TESTO FORNITO:

Dopo di lui ciascun fotografo entrato nella Magnum porta non solo il proprio talento, ma un modo originale di intendere le immagini di strada che così, come un filone inesauribile, attraversano tutta la produzione dell’agenzia. Non si tratta solo del lavoro di maestri riconosciuti del genere — come Elliott Erwitt, Martin Parr, Alex Webb, Bruce Gilden, Richard Kalvar, Sergio Larraín — ma anche delle immagini di autori che, pur concentratisi sul fotogiornalismo, sul reportage, non hanno mancato di dare il loro importante contributo e tra questi Robert Capa, Abbas, Susan Meiselas, Peter van Agt-mael.

McLaren non solo delinea un profilo degli autori più rappresentativi del genere, ma si sofferma su alcuni dei filoni più seguiti, dalla documentazione del tempo libero alla brulicante vita dei mercati, dall’interazione degli individui sui mezzi pubblici ai luoghi di passaggio nelle città, alcune delle quali, come New York, Parigi, Londra e Tokyo, sono state fonte di particolare ispirazione. Ma al di là delle tecniche e degli sviluppi tecnologici, come l’avvento del colore e del digitale, è la comune sensibilità dei singoli fotografi a fare la differenza e a definire che cosa vuol dire essere un fotografo di strada.

[Dati sulle espressioni referenziali]
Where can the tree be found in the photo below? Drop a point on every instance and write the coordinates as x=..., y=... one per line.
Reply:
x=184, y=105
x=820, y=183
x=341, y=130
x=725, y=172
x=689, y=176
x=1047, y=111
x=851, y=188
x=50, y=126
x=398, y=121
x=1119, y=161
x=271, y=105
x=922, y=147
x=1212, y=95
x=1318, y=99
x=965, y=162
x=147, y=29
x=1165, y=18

--

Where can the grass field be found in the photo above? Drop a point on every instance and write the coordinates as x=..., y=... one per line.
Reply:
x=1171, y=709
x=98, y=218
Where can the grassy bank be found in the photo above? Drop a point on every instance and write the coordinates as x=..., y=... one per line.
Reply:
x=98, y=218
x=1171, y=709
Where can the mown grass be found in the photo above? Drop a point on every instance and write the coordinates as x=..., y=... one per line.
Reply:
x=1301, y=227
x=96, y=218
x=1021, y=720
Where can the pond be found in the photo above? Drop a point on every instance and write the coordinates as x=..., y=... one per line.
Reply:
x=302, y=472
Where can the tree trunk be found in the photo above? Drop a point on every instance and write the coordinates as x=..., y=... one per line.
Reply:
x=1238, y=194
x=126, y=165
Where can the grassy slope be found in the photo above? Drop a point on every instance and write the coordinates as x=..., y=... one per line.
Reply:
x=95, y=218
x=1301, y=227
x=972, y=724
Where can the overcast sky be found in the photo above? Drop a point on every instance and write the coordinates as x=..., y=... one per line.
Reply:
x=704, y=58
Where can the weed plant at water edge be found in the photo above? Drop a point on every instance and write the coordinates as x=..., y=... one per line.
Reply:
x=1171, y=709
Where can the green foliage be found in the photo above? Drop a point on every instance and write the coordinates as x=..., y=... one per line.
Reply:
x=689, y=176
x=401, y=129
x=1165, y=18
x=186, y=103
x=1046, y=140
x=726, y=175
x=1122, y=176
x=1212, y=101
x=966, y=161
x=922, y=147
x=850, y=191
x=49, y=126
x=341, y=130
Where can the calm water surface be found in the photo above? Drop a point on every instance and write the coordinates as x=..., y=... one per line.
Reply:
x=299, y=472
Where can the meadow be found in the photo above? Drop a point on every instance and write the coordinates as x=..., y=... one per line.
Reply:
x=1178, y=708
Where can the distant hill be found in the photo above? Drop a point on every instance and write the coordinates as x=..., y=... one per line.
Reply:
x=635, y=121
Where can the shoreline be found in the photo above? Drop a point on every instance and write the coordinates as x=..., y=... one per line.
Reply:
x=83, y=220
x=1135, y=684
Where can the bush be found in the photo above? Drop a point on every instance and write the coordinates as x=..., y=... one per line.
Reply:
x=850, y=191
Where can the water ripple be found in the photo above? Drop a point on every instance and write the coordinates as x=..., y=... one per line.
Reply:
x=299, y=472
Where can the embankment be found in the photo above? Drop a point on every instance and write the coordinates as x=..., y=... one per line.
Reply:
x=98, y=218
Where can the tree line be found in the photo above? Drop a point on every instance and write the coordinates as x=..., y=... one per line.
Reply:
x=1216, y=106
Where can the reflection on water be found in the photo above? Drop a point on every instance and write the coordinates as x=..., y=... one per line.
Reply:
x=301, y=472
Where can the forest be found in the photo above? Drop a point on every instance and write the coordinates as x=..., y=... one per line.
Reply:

---

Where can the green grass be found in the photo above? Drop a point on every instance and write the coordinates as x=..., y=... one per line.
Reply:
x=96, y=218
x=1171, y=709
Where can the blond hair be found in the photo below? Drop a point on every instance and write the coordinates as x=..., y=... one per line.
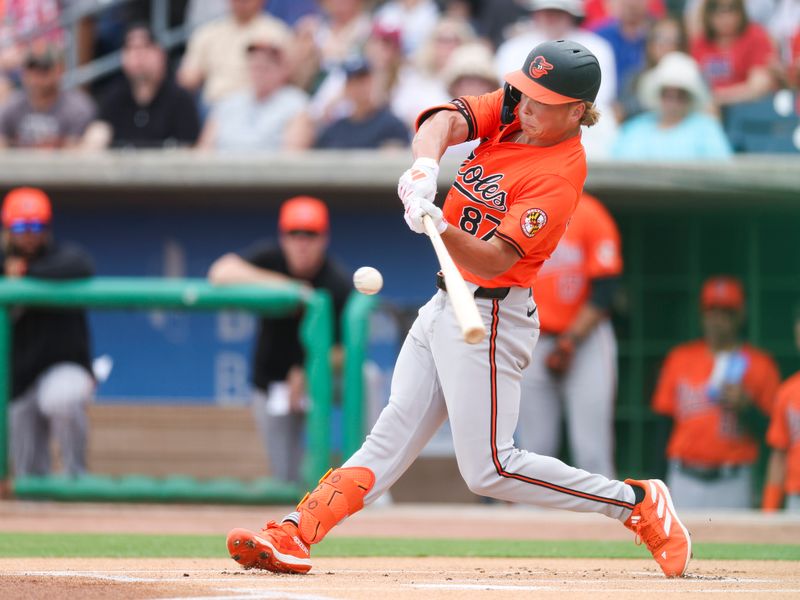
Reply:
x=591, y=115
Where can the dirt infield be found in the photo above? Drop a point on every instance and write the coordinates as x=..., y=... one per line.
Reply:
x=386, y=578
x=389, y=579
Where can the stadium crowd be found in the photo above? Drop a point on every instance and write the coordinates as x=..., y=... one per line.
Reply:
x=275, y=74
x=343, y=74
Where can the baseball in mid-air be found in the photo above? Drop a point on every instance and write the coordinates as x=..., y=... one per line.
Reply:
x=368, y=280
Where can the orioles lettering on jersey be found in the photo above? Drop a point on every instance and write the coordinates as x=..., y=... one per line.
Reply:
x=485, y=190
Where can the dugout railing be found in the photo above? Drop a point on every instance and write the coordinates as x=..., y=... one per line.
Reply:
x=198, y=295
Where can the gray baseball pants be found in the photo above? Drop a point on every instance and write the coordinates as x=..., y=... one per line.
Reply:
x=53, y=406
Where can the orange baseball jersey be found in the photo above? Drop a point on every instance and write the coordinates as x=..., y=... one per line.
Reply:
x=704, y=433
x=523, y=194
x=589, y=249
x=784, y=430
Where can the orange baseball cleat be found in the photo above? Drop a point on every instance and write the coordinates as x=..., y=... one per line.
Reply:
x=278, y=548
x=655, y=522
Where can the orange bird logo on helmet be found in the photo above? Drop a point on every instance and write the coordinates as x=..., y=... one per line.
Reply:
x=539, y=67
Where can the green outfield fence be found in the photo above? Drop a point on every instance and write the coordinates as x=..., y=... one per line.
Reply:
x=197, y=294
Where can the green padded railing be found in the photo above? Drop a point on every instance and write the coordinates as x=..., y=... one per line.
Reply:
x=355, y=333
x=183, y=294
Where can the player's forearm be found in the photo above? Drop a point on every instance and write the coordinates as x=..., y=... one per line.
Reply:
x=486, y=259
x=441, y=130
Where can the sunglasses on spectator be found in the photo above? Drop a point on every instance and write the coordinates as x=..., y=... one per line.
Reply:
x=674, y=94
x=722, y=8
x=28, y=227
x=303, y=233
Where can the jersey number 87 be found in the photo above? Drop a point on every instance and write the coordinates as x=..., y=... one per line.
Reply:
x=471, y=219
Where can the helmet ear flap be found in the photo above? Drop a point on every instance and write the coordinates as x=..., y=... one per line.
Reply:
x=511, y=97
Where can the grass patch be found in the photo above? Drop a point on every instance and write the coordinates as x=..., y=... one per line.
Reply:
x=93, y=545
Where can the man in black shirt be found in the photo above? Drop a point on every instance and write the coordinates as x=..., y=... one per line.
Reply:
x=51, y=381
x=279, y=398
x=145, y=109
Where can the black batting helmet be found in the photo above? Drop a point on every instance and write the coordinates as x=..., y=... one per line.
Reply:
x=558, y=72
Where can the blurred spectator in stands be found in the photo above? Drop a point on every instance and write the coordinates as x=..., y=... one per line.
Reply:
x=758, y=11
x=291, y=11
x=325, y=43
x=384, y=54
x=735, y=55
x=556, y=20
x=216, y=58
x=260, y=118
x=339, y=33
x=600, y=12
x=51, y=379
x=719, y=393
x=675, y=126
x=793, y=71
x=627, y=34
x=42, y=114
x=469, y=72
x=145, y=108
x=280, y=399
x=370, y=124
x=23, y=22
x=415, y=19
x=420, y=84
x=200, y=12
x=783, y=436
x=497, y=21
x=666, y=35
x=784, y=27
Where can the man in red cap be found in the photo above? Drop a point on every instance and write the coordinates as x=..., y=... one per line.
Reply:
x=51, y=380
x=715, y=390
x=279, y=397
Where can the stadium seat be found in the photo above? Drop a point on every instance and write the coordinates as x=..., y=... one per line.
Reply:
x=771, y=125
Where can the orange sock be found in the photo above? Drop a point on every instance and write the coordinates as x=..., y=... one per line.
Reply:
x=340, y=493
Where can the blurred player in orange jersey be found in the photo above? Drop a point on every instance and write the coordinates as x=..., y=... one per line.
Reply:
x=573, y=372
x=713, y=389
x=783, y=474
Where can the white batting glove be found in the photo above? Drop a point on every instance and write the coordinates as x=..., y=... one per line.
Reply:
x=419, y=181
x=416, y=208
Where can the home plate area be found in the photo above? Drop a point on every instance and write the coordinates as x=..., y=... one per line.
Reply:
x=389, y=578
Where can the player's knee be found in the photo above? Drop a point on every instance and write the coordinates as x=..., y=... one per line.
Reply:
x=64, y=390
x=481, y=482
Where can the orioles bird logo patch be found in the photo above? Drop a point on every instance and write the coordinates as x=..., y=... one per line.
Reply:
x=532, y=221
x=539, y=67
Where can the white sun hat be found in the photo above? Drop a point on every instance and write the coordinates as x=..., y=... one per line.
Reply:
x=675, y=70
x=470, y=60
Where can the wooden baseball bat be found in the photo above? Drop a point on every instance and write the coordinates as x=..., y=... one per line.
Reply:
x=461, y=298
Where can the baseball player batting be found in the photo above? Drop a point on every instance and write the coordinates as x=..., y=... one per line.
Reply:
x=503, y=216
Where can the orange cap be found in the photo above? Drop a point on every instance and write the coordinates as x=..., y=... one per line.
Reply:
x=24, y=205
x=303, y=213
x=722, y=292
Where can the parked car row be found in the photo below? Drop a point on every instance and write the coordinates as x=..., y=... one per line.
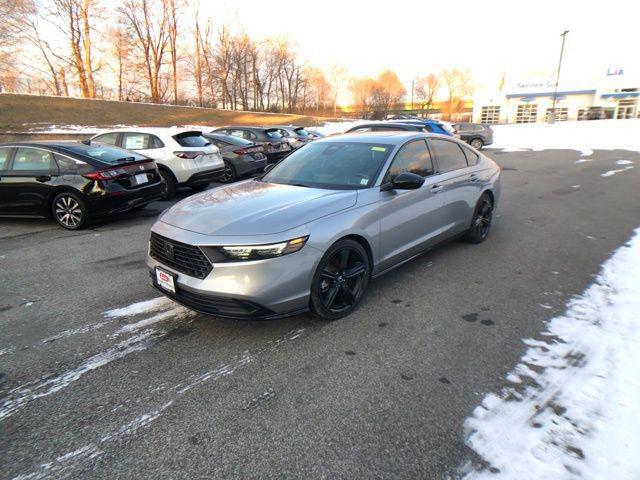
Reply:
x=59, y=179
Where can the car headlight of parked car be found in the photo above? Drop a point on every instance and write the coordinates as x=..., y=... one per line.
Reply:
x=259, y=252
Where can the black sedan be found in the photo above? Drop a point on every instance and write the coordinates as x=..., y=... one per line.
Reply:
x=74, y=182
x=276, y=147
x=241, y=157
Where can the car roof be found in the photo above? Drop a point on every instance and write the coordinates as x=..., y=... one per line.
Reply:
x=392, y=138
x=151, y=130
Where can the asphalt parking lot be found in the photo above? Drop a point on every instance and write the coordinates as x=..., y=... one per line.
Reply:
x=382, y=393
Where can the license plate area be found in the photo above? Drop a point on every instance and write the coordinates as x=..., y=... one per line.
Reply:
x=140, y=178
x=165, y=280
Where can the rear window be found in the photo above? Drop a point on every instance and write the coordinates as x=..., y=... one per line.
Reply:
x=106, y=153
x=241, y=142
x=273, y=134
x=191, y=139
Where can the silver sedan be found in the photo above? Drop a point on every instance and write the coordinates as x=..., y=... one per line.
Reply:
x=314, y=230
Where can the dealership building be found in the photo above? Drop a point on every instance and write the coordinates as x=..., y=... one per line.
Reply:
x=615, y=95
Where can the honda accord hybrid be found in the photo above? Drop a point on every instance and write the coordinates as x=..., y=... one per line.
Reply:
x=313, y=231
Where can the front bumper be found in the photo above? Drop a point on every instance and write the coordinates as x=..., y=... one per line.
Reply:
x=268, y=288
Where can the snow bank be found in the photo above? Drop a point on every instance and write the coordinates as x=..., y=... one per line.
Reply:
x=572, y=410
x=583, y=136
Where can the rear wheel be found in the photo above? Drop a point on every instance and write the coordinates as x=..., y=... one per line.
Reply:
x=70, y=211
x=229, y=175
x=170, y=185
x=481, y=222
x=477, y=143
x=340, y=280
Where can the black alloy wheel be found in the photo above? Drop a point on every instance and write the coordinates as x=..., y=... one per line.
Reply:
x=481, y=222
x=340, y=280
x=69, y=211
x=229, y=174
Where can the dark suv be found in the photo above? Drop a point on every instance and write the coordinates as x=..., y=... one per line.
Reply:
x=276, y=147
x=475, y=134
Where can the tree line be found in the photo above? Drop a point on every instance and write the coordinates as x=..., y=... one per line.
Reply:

IL TUO COMPITO: Prosegui il testo sulla fotografia di strada dell'agenzia Magnum, riprendendo subito dopo la sua ultima frase. Queste voci non hanno alcun legame con il testo.

RISPOSTA:
Gli street photographer conoscono, infatti, il cuore della città, com’è organizzata la vita al suo interno; sanno come mescolarsi al flusso urbano, sono in grado di intuire il modo in cui le persone si rapportano fra loro. Ad esempio, leggono in anticipo le intenzioni di un pedone, se sta per attraversare una strada, se si fermerà o meno a un semaforo; riconoscono le abitudini di un gruppo di persone, intuendo se e quando vale la pena avvicinarsi con discrezione a una scena potenzialmente interessante per poi dileguarsi altrettanto discretamente dopo lo scatto desiderato. Ma sanno anche da che lato tramonterà il sole in autunno a Central Park, quale strada di Manhattan è più affollata il venerdì sera. Tutto per essere pronti a cogliere il momento decisivo, quello in cui accadrà qualcosa che vale la pena di immortalare.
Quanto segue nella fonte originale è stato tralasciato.